• BRONTEKST:
▬▬▬▬▬▬
In Delft is schaarste aan middeldure en dure huur- en koopwoningen met een WOZ-waarde die hoger is dan € 265.000.- (dit is +/- 80% van de economische waarde, zo’n 30% van de verkamering vindt op dit moment plaats in deze categorie woningen). De omzettingsvergunning wordt niet verleend als er sprake is van onttrekking van deze schaarse woningen aan de Delftse woningvoorraad. Indien de vergunning op basis van de volkshuisvestelijke toets niet wordt verleend hoeven onderstaande vervolgstappen voor de leefbaarheidstoets niet meer te worden uitgevoerd.
▬▬▬▬▬▬
• INGEVOERDE GEGEVENS:
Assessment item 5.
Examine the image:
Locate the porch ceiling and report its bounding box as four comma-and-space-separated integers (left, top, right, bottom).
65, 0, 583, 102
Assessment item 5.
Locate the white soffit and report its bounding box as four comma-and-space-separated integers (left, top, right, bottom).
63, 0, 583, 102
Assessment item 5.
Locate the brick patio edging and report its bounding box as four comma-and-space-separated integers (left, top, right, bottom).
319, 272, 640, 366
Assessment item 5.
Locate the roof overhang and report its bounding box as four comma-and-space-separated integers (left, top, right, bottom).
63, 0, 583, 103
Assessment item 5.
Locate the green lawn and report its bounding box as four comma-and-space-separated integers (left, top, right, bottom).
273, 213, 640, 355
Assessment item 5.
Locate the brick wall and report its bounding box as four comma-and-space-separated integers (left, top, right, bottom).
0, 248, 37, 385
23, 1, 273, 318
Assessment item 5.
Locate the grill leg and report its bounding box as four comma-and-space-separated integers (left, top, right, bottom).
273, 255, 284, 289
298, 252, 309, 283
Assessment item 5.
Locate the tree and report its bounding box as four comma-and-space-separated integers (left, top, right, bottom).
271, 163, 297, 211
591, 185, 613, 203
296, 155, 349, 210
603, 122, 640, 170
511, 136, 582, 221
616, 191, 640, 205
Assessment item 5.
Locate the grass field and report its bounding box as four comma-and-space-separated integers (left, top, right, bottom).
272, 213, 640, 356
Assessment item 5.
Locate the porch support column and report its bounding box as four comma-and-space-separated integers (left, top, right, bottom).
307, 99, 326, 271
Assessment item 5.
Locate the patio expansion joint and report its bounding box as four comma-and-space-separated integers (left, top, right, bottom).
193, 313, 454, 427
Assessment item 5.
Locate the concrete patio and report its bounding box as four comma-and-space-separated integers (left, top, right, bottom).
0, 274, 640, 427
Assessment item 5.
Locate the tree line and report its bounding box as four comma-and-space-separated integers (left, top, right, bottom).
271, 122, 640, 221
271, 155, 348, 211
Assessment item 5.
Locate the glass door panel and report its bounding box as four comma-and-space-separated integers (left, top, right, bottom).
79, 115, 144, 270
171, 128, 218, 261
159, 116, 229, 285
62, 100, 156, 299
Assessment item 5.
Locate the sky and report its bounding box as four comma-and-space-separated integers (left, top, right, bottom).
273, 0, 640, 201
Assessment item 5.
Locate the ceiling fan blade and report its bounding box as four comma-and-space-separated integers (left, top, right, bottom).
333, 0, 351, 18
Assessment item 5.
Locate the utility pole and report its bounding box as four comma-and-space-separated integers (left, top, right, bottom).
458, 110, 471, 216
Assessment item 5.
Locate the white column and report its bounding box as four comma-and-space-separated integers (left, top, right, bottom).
▬▬▬▬▬▬
• WAT TE DOEN: Citeer uit de brontekst het gedeelte vanaf "In Delft is" tot en met "te worden uitgevoerd.".

• RESULTAAT OPDRACHT:
In Delft is schaarste aan middeldure en dure huur- en koopwoningen met een WOZ-waarde die hoger is dan € 265.000.- (dit is +/- 80% van de economische waarde, zo’n 30% van de verkamering vindt op dit moment plaats in deze categorie woningen). De omzettingsvergunning wordt niet verleend als er sprake is van onttrekking van deze schaarse woningen aan de Delftse woningvoorraad. Indien de vergunning op basis van de volkshuisvestelijke toets niet wordt verleend hoeven onderstaande vervolgstappen voor de leefbaarheidstoets niet meer te worden uitgevoerd.